Since Ive gotten to Darfur Ive been working with Sudanese doctors in the a small hospital and in the refugee camps closest to the town. There are still about 90–100,000 Internally Displaced Persons (IDP's) in 7 camps.
There are about 40–50 Sudanese doctors working with 10–15 Non-government Organizations (NGOs). Most of the docs are new medical school graduates waiting to get into internships. Even though the facilities are primitive, sometimes just grass mats for walls, a sand floor and a big blue tarp from the United Nations for a roof, they are providing pretty good care. The clinic I spend the most time in has a lab tech with a microscope to do blood slides for malaria and stool investigations for intestinal parasites.
The people are generally friendly and playful. When they see my camera they wave at me to come and take their pictures showing off their big smiles in their colorful if tattered clothes.
I also spend some time at the Therapeutic Feeding Center. The scene is right out of a late night TV Save the Children fundraiser. For now at least, they are not overcrowded and have enough of the high calorie formulas they need to save all but the most severe cases who are also suffering from pneumonia, typhoid, malaria and other infectious diseases as a result of their weakened immune systems.
This Feeding Center was actually built by Save the Children, USA many years ago in response to previous food shortages before the conflict in Darfur. It always lifts my spirits to see these beautiful tiny bodies getting stronger with the dedication of local nurses, the hope and love of their mothers who stay with their children to give the 8 feedings per day and a few cents worth of food made possible by the kind donations from people on the other side of the world who are moved by those late night TV fund raisers.
The little hospital here is able to do amazing things with such little resources. No electricity much of the time so no x-ray, oxygen, lights. There are shortages of medicine, bandages, sutures, and iodine to clean wounds. There is only sand between the buildings, so they cant even roll a wheelchair or gurney. Patients are carried by two to four people in an old fashioned canvas stretcher. Shots are given without alcohol, just rubbing the skin with a dry bit of cotton. I watched a surgery the other night done by the light of one bare light bulb, no EKG or oxygen monitor. The anesthetist didnt have a stethoscope. I saw a C-section with no electric lights at all one afternoon, just sunlight through the window of the operating room.

════════

**Exercise instructions**
Print the passage from the account of medical work in Darfur, word for word, starting with "There are about" and going on through "for intestinal parasites.".

**Supplied material**
════════

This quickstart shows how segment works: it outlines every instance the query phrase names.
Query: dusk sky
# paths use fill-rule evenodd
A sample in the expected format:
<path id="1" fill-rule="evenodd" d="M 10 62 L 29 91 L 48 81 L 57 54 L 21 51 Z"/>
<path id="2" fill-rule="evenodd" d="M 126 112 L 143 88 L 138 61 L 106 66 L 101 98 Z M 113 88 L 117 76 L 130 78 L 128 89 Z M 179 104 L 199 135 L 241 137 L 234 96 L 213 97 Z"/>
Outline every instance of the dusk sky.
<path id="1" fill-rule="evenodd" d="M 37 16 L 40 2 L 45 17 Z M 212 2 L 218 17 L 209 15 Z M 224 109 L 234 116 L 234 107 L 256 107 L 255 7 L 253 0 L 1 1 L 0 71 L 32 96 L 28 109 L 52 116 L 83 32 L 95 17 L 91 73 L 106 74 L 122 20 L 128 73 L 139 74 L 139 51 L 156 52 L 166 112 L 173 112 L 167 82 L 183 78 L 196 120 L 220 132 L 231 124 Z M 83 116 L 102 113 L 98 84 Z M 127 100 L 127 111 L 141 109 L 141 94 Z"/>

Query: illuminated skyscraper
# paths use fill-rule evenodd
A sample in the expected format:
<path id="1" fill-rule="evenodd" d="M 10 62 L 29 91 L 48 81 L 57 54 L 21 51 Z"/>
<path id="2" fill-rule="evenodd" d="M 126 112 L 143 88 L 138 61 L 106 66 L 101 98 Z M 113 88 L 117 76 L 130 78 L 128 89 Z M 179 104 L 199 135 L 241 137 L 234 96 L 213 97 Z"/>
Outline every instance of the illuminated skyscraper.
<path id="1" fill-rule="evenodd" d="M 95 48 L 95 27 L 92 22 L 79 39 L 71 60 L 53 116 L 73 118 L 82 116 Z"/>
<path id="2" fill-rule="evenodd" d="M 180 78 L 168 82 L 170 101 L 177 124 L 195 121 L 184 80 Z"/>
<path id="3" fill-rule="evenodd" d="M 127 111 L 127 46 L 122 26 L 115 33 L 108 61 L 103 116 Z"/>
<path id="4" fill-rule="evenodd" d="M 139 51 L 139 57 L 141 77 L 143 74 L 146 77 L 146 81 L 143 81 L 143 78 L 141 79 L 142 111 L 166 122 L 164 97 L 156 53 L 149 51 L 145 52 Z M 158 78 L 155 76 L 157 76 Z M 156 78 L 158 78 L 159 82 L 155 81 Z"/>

════════

**Task answer**
There are about 40–50 Sudanese doctors working with 10–15 Non-government Organizations (NGOs). Most of the docs are new medical school graduates waiting to get into internships. Even though the facilities are primitive, sometimes just grass mats for walls, a sand floor and a big blue tarp from the United Nations for a roof, they are providing pretty good care. The clinic I spend the most time in has a lab tech with a microscope to do blood slides for malaria and stool investigations for intestinal parasites.